(EXERCISE DESCRIPTION) Write what comes next in the passage about downtown Boston's office market during the pandemic, picking up after its final line.

(PASSAGE)
OK, except for that. That's me singing on my way to meet with Liz Berthelette.
LIZ BERTHELETTE: Are we recording now?
MA: Yeah. Is that OK?
MA: Berthelette is a researcher at Newmark, a company that buys and sells commercial real estate. And she's been working in this area for a while, so she's been able to see it change.
BERTHELETTE: Downtown Boston really came into its own over the last few years. And prior to the pandemic, we had the strongest fundamentals this market really has ever seen.
MA: Companies were moving in. Vacancies were near historic lows. And rents were up. The neighborhood had a vibe.
BERTHELETTE: It's the hustle and bustle. It's the people that work downtown. It's lunch meetings and, you know, industry events and meeting up with friends that work at other companies.
MA: Yeah, well, not so much anymore. Several months into the pandemic, vacancies are up. Many companies are moving or trying to sublet their space. And according to her estimates, downtown office buildings are only about 6% full.
So if it's about 6% now, where would it usually be?
BERTHELETTE: Well, it's hard to say because we weren't really measuring that.
MA: Because in normal times, a company buying an office building might wonder, how big is it? Or what are the amenities? Not, is anyone going to show up? But that's exactly the question being asked not just by companies that own offices, but those that own restaurant, retail and entertainment space. And even if you don't buy or sell or lease commercial real estate, there's a reason this should matter to you.
JOE PEEK: I think we probably haven't seen the worst of the bankruptcies and the business failures yet.

(Segmentation mask data)
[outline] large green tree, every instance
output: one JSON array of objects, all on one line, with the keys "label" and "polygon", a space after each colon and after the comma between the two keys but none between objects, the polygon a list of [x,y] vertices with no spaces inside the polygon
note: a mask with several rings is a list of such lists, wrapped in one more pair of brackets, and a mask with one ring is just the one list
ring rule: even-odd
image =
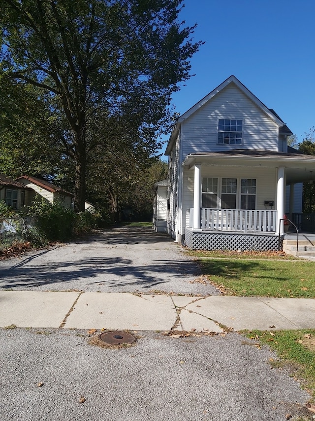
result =
[{"label": "large green tree", "polygon": [[[308,155],[315,155],[315,127],[305,133],[304,138],[299,144],[299,150]],[[314,171],[315,177],[315,171]],[[312,213],[315,212],[315,181],[303,183],[303,212]]]},{"label": "large green tree", "polygon": [[87,153],[110,146],[104,130],[115,119],[140,144],[159,146],[171,95],[190,77],[200,43],[178,20],[182,2],[2,0],[0,77],[37,87],[66,120],[59,141],[75,163],[75,210],[84,209]]}]

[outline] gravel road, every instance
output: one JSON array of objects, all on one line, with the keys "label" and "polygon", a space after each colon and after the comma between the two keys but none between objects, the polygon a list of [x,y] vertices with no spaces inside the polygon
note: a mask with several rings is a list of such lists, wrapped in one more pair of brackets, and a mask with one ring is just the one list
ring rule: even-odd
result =
[{"label": "gravel road", "polygon": [[139,334],[117,350],[89,344],[86,331],[0,331],[0,419],[283,421],[303,413],[309,397],[271,368],[267,347],[237,333]]}]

(ANSWER FOR THIS EXERCISE)
MA: Joe Peek is an economist at the Federal Reserve Bank of Boston. He says the chain reaction starts like this.
PEEK: So these businesses fail, and they default on their loans. So now banks have a problem.
MA: Banks see the market getting riskier. So they're a little pickier about who they lend to. He points to a recent survey by the Fed where over 60% of loan officers said they've tightened their lending standards.
That's a lot, it seems like. I mean...
MA: The last time you get that kind of spike is back in 2008.
PEEK: Right, the financial crisis because, again, do I want to lend to you right now on a real estate deal? Probably not because I'd be afraid that you're not going to be able to make the payments.
MA: The problem is, credit for a market is sort of like oil for an engine. You know, it sort of lubricates the economy. If commercial landlords can't get loans, they're less able to cut deals with tenants and help them get through the pandemic. That will lead to more business failures which will make banks tighten up even more. Peek says the longer this cycle continues, the harder it'll be for the economy to get back on its feet. For NPR News, I'm Adrian Ma in Boston.